*Description of the task*. In the editorial below, what statewide seat belt usage rate is reported?
[Provided text — start]
Archived Story

Editorial: Thumbs

Published 6:02am Sunday, November 4, 2012

Editorial: Thumbs

To vandalism.

What really is to be gained when someone — usually teenagers or young adults — decides to commit random property damage? Why do they do it? These crimes are frustrating to the victims because they cannot see a reasonable cause.

But there is. Psychologists call it “projection.” They say it is because the vandals are unable to deal with their own emotions, so they displace that inner turmoil onto other things. Sure, the kids might act perfectly happy and normal and seem unwilling to admit there are problems within, but, to be sure, there are real psychological reasons for committing this type of random violence. It often stems back to issues at home, like a divorce, domestic abuse or lack of parental guidance, sometimes even a lack of feeling loved.

 

To youth coaches.

The best ones don’t coach for the sake of community recognition or for the sake of praise from parents. They coach for the kids. They coach because they believe in their particular sport’s positive influence on the kids, often because they experienced that same good influence as a child. They coach because they like to see the smiles on their children’s faces when they succeed.

By the same token, we at the Tribune like to see those smiles, too. We encourage youth coaches to send in photos of their teams, win or lose, especially at the end of the season. We encourage them to include a caption that names the kids in the photo and says something about how the season went. Coaches can send them to the Tribune, 808 W. Front St., Albert Lea.

 

To increased seat belt use.

Southeastern Minnesota’s seat belt usage went from 84.7 percent in 2011 to 86.7 percent this year, according to the Minnesota Department of Transportation. Moreover, seat belt use statewide is at a record high of 93.6 percent.

Seat belt use saves lives. We all know that, and that should be enough to get people to wear them. But seat belt use also makes the jobs of first responders easier. No one — troopers, deputies, police officers, emergency medical technicians, firefighters, reporters, photographers, snowplow drivers, fellow motorists — wants to see a grisly highway crash with injuries and fatalities, especially when so much suffering could have avoided by wearing a seat belt. Stay safe out there and be smart. Buckle up.
[Provided text — finish]
[Supplied data — start]
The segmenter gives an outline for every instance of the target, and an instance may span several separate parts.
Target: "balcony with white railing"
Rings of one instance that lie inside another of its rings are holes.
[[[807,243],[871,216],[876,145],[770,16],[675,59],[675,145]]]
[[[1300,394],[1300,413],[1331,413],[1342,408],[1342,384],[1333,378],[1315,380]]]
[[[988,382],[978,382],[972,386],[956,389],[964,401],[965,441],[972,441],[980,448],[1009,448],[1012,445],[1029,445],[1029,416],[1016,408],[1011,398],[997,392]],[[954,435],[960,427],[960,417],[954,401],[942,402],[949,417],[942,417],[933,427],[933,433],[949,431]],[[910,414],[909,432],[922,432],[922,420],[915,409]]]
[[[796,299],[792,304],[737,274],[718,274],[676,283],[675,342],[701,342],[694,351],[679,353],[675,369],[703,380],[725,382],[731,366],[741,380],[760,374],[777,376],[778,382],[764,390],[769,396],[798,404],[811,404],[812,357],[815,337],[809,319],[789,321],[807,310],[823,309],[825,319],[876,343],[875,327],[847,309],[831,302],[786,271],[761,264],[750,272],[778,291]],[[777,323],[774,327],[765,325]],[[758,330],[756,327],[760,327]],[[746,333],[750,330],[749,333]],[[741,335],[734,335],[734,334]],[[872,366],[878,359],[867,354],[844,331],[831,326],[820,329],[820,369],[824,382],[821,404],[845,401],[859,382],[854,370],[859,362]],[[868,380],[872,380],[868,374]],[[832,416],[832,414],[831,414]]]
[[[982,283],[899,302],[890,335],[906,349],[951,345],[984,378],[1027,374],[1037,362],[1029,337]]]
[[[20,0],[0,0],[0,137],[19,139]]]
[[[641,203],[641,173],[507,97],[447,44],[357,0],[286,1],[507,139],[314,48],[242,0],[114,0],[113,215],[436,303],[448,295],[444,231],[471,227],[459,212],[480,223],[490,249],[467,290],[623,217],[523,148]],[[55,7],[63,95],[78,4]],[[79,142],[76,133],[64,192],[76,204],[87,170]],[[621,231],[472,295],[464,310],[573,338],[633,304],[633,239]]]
[Supplied data — finish]
*Exercise result*. A record high of 93.6 percent.